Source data
..........
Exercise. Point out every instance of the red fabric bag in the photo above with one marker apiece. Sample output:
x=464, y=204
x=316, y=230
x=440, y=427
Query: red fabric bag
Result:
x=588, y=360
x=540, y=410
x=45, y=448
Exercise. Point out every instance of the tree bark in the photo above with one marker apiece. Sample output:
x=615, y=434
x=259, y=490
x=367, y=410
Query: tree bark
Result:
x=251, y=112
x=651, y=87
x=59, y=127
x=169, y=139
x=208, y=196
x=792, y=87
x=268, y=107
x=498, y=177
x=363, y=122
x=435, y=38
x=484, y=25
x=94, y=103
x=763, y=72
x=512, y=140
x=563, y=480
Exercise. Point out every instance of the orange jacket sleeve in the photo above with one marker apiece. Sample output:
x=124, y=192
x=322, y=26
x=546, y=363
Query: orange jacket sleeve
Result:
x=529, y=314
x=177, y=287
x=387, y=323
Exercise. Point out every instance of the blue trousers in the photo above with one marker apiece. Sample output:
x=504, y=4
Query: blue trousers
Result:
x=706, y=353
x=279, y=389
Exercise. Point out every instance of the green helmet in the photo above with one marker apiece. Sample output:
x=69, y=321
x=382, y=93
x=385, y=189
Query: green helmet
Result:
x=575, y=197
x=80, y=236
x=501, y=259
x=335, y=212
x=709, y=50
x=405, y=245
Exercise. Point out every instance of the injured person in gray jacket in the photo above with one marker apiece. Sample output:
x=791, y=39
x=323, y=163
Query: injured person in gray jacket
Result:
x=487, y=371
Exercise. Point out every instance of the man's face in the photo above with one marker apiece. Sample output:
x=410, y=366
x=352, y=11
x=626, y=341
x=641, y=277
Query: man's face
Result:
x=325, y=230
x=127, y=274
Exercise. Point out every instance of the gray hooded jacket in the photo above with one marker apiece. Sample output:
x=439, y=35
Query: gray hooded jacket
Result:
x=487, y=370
..........
**Objective**. Rewrite every item above, replacing "Query" with "Target" each time it occurs and leaving all other text unchanged.

**Task solution**.
Exercise. Point out every instance of the red fabric bag in the photo above with one marker apiece. Sample output:
x=464, y=204
x=316, y=230
x=440, y=427
Target: red fabric bag
Result:
x=588, y=360
x=540, y=410
x=45, y=448
Exercise. Point out every instance of the tree bark in the photo above with one marker apiece. Sample output:
x=615, y=434
x=259, y=490
x=367, y=410
Target: tree bark
Result:
x=251, y=112
x=651, y=87
x=59, y=127
x=169, y=139
x=208, y=196
x=792, y=87
x=268, y=107
x=498, y=177
x=363, y=122
x=435, y=38
x=484, y=25
x=94, y=103
x=763, y=72
x=512, y=140
x=563, y=480
Exercise. Point out every instance of the orange jacket sleeve in the photo above with one marker apiece. Sample output:
x=124, y=192
x=322, y=26
x=546, y=363
Target: orange jacket sleeve
Result:
x=529, y=314
x=177, y=287
x=387, y=323
Exercise. Point out every instance of the blue trousers in the photo above with one marker apiece. Sample output:
x=504, y=4
Target: blue trousers
Result:
x=706, y=353
x=279, y=389
Exercise. Point out every instance of the green helmet in the photo above with one marker apiece. Sample output:
x=69, y=321
x=382, y=93
x=385, y=189
Target: green helmet
Result:
x=575, y=197
x=80, y=236
x=501, y=259
x=335, y=212
x=709, y=50
x=405, y=245
Exercise. Point out every instance of the injured person in gray jacket in the photo above with one marker apiece. Sample output:
x=791, y=39
x=323, y=163
Target: injured person in gray jacket
Result:
x=487, y=371
Exercise. Point out every instance of the man's face in the photo above with one marker apiece. Sample output:
x=410, y=366
x=352, y=11
x=626, y=341
x=641, y=277
Target: man's face
Result:
x=325, y=230
x=127, y=274
Exercise. Point out every instance of the gray hooded jacket in the photo above with one marker apiece. Sample output:
x=439, y=35
Target: gray hooded jacket
Result:
x=487, y=370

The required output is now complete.